**Text extract:**
====
TCHD_W (MB) Write working set estimate for resource pool.
CACHESZ (MB) Compression memory cache size.
CACHEUSD (MB) Used compression memory cache.
ZIP/s (MB/s) Compressed memory per second.
UNZIP/s (MB/s) Decompressed memory per second.

Memory Panel Interactive Commands

Command Description
M Sort resource pools or virtual machines by MEMSZ column. This is the default sort order.
B Sort resource pools or virtual machines by Group Memctl column.
N Sort resource pools or virtual machines by GID column.
V Display virtual machine instances only.
L Changes the displayed length of the NAME column.

Storage Adapter Panel

Statistics in the Storage Adapter panel are aggregated per storage adapter by default. Statistics can also be viewed per storage path.

Storage Adapter Panel Statistics

Column Description
ADAPTR Name of the storage adapter.
PATH Storage path name. This name is only visible if the corresponding adapter is expanded.
NPTH Number of paths.
AQLEN Current queue depth of the storage adapter.
CMDS/s Number of commands issued per second.
READS/s Number of read commands issued per second.
WRITES/s Number of write commands issued per second.
MBREAD/s Megabytes read per second.
MBWRTN/s Megabytes written per second.
RESV/s Number of SCSI reservations per second.
CONS/s Number of SCSI reservation conflicts per second.
DAVG/cmd Average device latency per command, in milliseconds.
KAVG/cmd Average ESXi VMkernel latency per command, in milliseconds.
GAVG/cmd Average virtual machine operating system latency per command, in milliseconds.
QAVG/cmd Average queue latency per command, in milliseconds.
DAVG/rd Average device read latency per read operation, in milliseconds.
KAVG/rd Average ESXi VMkernel read latency per read operation, in milliseconds.
GAVG/rd Average guest operating system read latency per read operation, in milliseconds.
QAVG/rd Average queue latency per read operation, in milliseconds.
DAVG/wr Average device write latency per write operation, in milliseconds.
KAVG/wr Average ESXi VMkernel write latency per write operation, in milliseconds.
GAVG/wr Average guest operating system write latency per write operation, in milliseconds.
QAVG/wr Average queue latency per write operation, in milliseconds.
FCMDS/s Number of failed commands issued per second.
FREAD/s Number of failed read commands issued per second.
FWRITE/s Number of failed write commands issued per second.
FMBRD/s Megabytes of failed read operations per second.
====
**Data block:**
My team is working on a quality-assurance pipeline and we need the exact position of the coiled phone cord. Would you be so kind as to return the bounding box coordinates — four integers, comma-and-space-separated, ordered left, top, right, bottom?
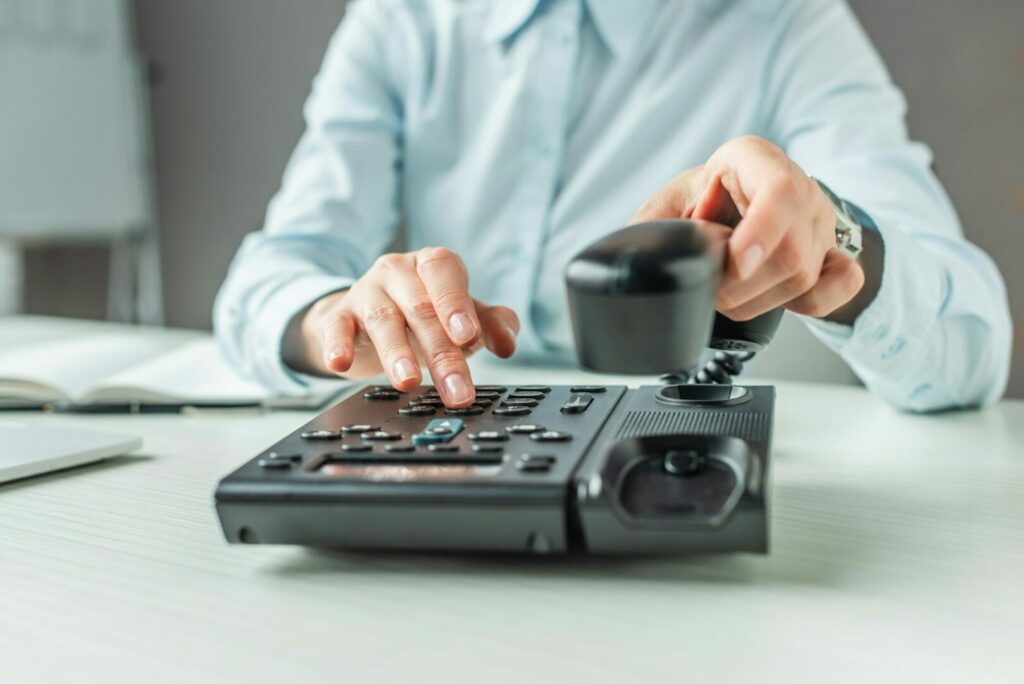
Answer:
====
**Requirements:**
1. Answer these questions using the panel reference above.
(a) Which key sorts resource pools or virtual machines by the MEMSZ column, and what else is said about that order?
(b) Under what condition is the PATH name visible?
(c) What does CONS/s count?
2. Extend the panel reference from its last line, the FMBRD/s entry.

**Task results:**
1.
(a) M; it is the default sort order.
(b) Only when the corresponding adapter is expanded.
(c) The number of SCSI reservation conflicts per second.

2.
FMBWR/s Megabytes of failed write operations per second.
FRESV/s Number of failed SCSI reservations per second.
ABRTS/s Number of commands aborted per second.
RESETS/s Number of commands reset per second.
PAECMD/s The number of PAE (Physical Address Extension) commands per second.
PAECP/s The number of PAE copies per second.
SPLTCMD/s The number of split commands per second.
SPLTCP/s The number of split copies per second.

The following table displays the interactive commands you can use with the storage adapter panel.

Storage Adapter Panel Interactive Commands

Command Description
e Toggles whether storage adapter statistics appear expanded or unexpanded. Allows you to viewstorage resource utilization statistics broken down by individual paths belonging to an expanded

storage adapter. You are prompted for the adapter name.

r Sorts by READS/s column.
w Sorts by WRITES/s column.
R Sorts by MBREAD/s read column.
T Sorts by MBWRTN/s written column.
N Sorts first by ADAPTR column, then by PATH column. This is the default sort order.

Storage Device Panel

The storage device panel displays server-wide storage utilization statistics.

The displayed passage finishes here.